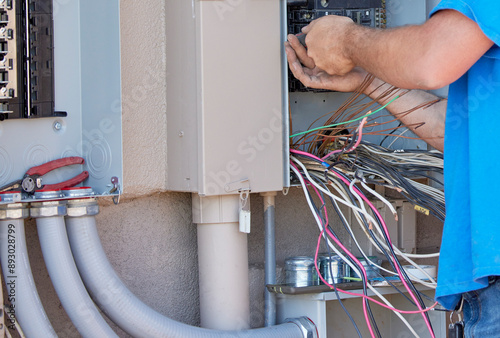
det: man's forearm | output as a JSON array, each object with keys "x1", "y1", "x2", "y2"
[
  {"x1": 366, "y1": 79, "x2": 447, "y2": 151},
  {"x1": 331, "y1": 10, "x2": 493, "y2": 89}
]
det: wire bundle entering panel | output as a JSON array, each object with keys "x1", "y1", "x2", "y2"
[{"x1": 290, "y1": 78, "x2": 445, "y2": 337}]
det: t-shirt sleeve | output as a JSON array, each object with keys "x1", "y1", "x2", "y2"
[{"x1": 430, "y1": 0, "x2": 500, "y2": 46}]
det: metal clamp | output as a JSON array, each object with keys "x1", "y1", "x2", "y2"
[{"x1": 0, "y1": 203, "x2": 30, "y2": 221}]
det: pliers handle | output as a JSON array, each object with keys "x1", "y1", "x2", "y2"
[
  {"x1": 0, "y1": 156, "x2": 89, "y2": 194},
  {"x1": 21, "y1": 156, "x2": 89, "y2": 194}
]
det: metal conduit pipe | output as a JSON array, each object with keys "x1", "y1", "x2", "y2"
[
  {"x1": 66, "y1": 193, "x2": 316, "y2": 338},
  {"x1": 30, "y1": 192, "x2": 118, "y2": 338},
  {"x1": 0, "y1": 194, "x2": 57, "y2": 338},
  {"x1": 261, "y1": 192, "x2": 276, "y2": 326}
]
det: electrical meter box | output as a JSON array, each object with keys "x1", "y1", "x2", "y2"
[
  {"x1": 0, "y1": 0, "x2": 123, "y2": 203},
  {"x1": 166, "y1": 0, "x2": 286, "y2": 196},
  {"x1": 166, "y1": 0, "x2": 434, "y2": 196}
]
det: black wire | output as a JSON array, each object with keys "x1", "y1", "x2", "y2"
[
  {"x1": 307, "y1": 186, "x2": 362, "y2": 338},
  {"x1": 379, "y1": 122, "x2": 402, "y2": 146},
  {"x1": 307, "y1": 176, "x2": 382, "y2": 338},
  {"x1": 314, "y1": 166, "x2": 432, "y2": 329}
]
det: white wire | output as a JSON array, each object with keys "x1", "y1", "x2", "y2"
[
  {"x1": 387, "y1": 129, "x2": 410, "y2": 148},
  {"x1": 326, "y1": 181, "x2": 439, "y2": 289},
  {"x1": 290, "y1": 162, "x2": 419, "y2": 337},
  {"x1": 304, "y1": 162, "x2": 435, "y2": 288}
]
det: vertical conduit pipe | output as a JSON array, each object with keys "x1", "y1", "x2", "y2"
[
  {"x1": 66, "y1": 193, "x2": 317, "y2": 338},
  {"x1": 31, "y1": 198, "x2": 118, "y2": 338},
  {"x1": 261, "y1": 192, "x2": 276, "y2": 327},
  {"x1": 193, "y1": 194, "x2": 250, "y2": 330},
  {"x1": 0, "y1": 194, "x2": 57, "y2": 337}
]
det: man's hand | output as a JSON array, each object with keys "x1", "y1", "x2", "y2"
[
  {"x1": 285, "y1": 35, "x2": 367, "y2": 92},
  {"x1": 302, "y1": 15, "x2": 357, "y2": 76}
]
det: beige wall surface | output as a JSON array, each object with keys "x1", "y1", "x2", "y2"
[{"x1": 16, "y1": 0, "x2": 441, "y2": 337}]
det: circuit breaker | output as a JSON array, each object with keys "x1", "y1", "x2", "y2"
[{"x1": 0, "y1": 0, "x2": 123, "y2": 203}]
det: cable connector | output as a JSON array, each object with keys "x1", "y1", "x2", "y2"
[{"x1": 285, "y1": 317, "x2": 319, "y2": 338}]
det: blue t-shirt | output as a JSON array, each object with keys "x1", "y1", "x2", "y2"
[{"x1": 431, "y1": 0, "x2": 500, "y2": 309}]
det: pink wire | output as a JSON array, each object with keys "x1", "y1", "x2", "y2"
[
  {"x1": 321, "y1": 117, "x2": 368, "y2": 161},
  {"x1": 290, "y1": 151, "x2": 435, "y2": 338},
  {"x1": 326, "y1": 166, "x2": 435, "y2": 338},
  {"x1": 304, "y1": 182, "x2": 375, "y2": 338},
  {"x1": 315, "y1": 231, "x2": 439, "y2": 314}
]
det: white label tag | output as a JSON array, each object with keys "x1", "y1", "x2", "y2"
[{"x1": 240, "y1": 210, "x2": 250, "y2": 234}]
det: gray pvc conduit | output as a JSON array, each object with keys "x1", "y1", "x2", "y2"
[
  {"x1": 0, "y1": 219, "x2": 57, "y2": 337},
  {"x1": 36, "y1": 216, "x2": 118, "y2": 338},
  {"x1": 66, "y1": 216, "x2": 304, "y2": 338},
  {"x1": 262, "y1": 193, "x2": 276, "y2": 326}
]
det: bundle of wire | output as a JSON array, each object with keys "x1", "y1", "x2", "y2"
[{"x1": 290, "y1": 77, "x2": 445, "y2": 337}]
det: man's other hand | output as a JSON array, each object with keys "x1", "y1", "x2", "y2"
[
  {"x1": 302, "y1": 15, "x2": 356, "y2": 75},
  {"x1": 285, "y1": 34, "x2": 367, "y2": 92}
]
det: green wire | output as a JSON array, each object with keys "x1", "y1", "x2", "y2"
[{"x1": 290, "y1": 95, "x2": 399, "y2": 138}]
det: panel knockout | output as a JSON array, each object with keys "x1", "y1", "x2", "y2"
[{"x1": 0, "y1": 0, "x2": 66, "y2": 121}]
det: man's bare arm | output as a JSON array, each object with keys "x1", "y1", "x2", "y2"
[
  {"x1": 365, "y1": 79, "x2": 447, "y2": 151},
  {"x1": 285, "y1": 36, "x2": 447, "y2": 151},
  {"x1": 304, "y1": 10, "x2": 493, "y2": 89}
]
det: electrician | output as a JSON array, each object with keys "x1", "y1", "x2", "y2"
[{"x1": 285, "y1": 0, "x2": 500, "y2": 337}]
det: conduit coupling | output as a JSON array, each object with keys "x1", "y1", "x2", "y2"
[
  {"x1": 30, "y1": 191, "x2": 67, "y2": 218},
  {"x1": 63, "y1": 188, "x2": 99, "y2": 217},
  {"x1": 0, "y1": 198, "x2": 30, "y2": 221},
  {"x1": 31, "y1": 189, "x2": 118, "y2": 338},
  {"x1": 285, "y1": 317, "x2": 319, "y2": 338}
]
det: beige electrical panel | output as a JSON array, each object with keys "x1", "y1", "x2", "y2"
[{"x1": 166, "y1": 0, "x2": 284, "y2": 196}]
----
Which lines in the records above contain the word "pipe"? Pick out and copy each of them, and treat uppercase and lowercase as different.

FINAL ANSWER
det: metal conduit pipe | output as a JSON array, each object with keys "x1", "y1", "x2", "y2"
det: vertical conduit pipe | output as a JSON array, each object with keys "x1", "y1", "x2", "y2"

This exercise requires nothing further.